Problem statement:
Reproduce each line exactly. Skip none.

Supplied data:

** START **

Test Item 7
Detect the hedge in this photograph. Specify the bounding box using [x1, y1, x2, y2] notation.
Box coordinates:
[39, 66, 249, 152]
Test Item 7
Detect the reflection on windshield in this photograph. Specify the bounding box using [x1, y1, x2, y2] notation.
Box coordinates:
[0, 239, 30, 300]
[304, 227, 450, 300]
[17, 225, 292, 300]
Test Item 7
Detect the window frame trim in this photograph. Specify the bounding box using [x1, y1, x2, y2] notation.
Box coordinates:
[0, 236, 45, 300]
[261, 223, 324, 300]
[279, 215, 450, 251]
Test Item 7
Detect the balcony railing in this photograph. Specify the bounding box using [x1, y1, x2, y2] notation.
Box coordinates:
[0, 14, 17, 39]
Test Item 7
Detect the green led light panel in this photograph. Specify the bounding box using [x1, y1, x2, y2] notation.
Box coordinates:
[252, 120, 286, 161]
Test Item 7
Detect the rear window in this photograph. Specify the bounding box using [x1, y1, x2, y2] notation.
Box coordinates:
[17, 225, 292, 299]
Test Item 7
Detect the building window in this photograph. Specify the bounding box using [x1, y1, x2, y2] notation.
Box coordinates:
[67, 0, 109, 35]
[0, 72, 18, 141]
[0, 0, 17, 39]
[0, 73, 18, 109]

** END **

Written answer:
Test Item 7
Detect the hedge in this photograph. Specify the bounding box using [x1, y1, x2, y2] notation.
Box coordinates:
[39, 66, 249, 152]
Test Item 7
Detect the reflection on windshield in this photograph. Specify the bounding box using [x1, y1, x2, y2] notation.
Box coordinates:
[0, 239, 30, 300]
[304, 227, 450, 300]
[17, 225, 292, 300]
Test Item 7
Detect the window frame trim in this photograph. Specify the bounding box using [x1, y1, x2, y2] notation.
Box coordinates:
[0, 236, 45, 300]
[261, 223, 324, 300]
[279, 215, 450, 251]
Test Item 7
Detect the balcony railing in this photograph. Specify the bounding box using [x1, y1, x2, y2] notation.
Box coordinates:
[0, 14, 17, 39]
Test Item 7
Detect the green led light panel in this photograph. Specify the bounding box using [x1, y1, x2, y2] notation.
Box coordinates:
[252, 120, 286, 161]
Test Item 7
Detect the rear window in this photograph. Specify the bounding box using [x1, y1, x2, y2] notation.
Box coordinates:
[17, 225, 292, 299]
Test Item 7
Detect the building window in this photograph. Specify the bounding box using [x1, y1, x2, y2] notation.
Box coordinates:
[67, 0, 109, 35]
[0, 72, 18, 141]
[0, 0, 17, 39]
[0, 73, 18, 109]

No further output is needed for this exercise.